I am creating a Huffman tree to compress a text file but I am having some issues. This method I am making is supposed to take a FileInputStream
which inputs the text data and returns a Map
of the characters and the counts. However, to do that, I need to define the size of byte[]
to store the data. The problem is that the byte[]
array size needs to be just the right length or else the Map
will also have some unneeded data. Is there a way to make the byte[]
just the right size?
Here is my code:
// provides a count of characters in an input file and place in map
public static Map<Character, Integer> getCounts(FileInputStream input)
throws IOException {
Map<Character, Integer> output = new TreeMap<Character, Integer>(); // treemap keeps keys in sorted order (chars alphabetized)
byte[] fileContent = new byte[100]; // creates a byte[]
//ArrayList<Byte> test = new ArrayList<Byte>();
input.read(fileContent); // reads the input into fileContent
String test = new String(fileContent); // contains entire file into this string to process
// goes through each character of String to put chars as keys and occurrences as keys
for (int i = 0; i < test.length(); i++) {
char temp = test.charAt(i);
if (output.containsKey(temp)) { // seen this character before; increase count
int count = output.get(temp);
System.out.println("repeat; char is: " + temp + "count is: " + count);
output.put(temp, count + 1);
} else { // Haven't seen this character before; create count of 1
System.out.println("new; char is: " + temp + "count is: 1");
output.put(temp, 1);
}
}
return output;
}
The return value of FileInputStream.read()

◆ Data excerpt
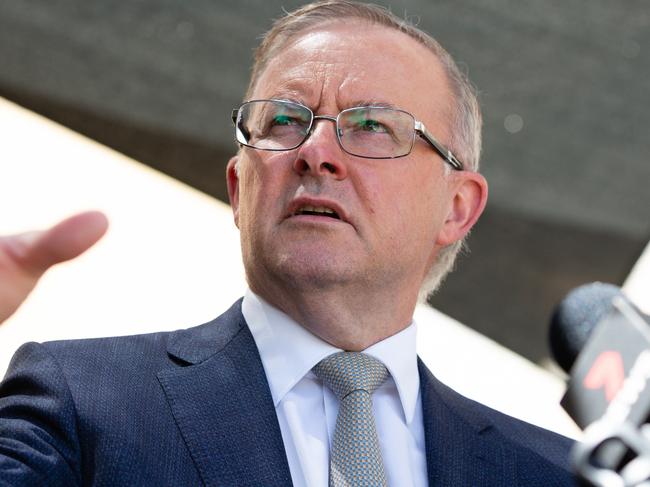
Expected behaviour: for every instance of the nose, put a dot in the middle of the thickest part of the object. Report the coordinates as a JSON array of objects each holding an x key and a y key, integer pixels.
[{"x": 321, "y": 154}]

◆ Work instructions
1) In the forum post about counting characters for a Huffman tree, swap "Huffman tree" for "binary tree" and write out the stretch from "I am creating" through "Integer> getCounts(FileInputStream input)".
2) Answer these from the forum post about counting characters for a Huffman tree:
(a) What should the map returned by the method hold?
(b) What size is the byte array given in the code?
(c) What kind of map does the code use, and what does its comment say it does?
3) Take the forum post about counting characters for a Huffman tree further, picking up from where it stops.

◆ Answers provided
1)
I am creating a binary tree to compress a text file but I am having some issues. This method I am making is supposed to take a FileInputStream
which inputs the text data and returns a Map
of the characters and the counts. However, to do that, I need to define the size of byte[]
to store the data. The problem is that the byte[]
array size needs to be just the right length or else the Map
will also have some unneeded data. Is there a way to make the byte[]
just the right size?
Here is my code:
// provides a count of characters in an input file and place in map
public static Map<Character, Integer> getCounts(FileInputStream input)

2)
(a) The characters and their counts.
(b) 100.
(c) A TreeMap, which keeps the keys in sorted order, with the characters alphabetized.

3)
is the number of bytes actually read, or -1
in case of EOF. You can use this value instead of test.length()
in the for loop.
Notice that read()
is not guaranteed to read in the buffer length worth of bytes, even if the end of file is not reached, so it is usually used in a loop:
int bytesRead;
//Read until there is no more bytes to read.
while((bytesRead = input.read(buf))!=-1)
{
//You have next bytesRead bytes in a buffer here
}
Finally, if your strings are Unicode, this approach will not work, since read()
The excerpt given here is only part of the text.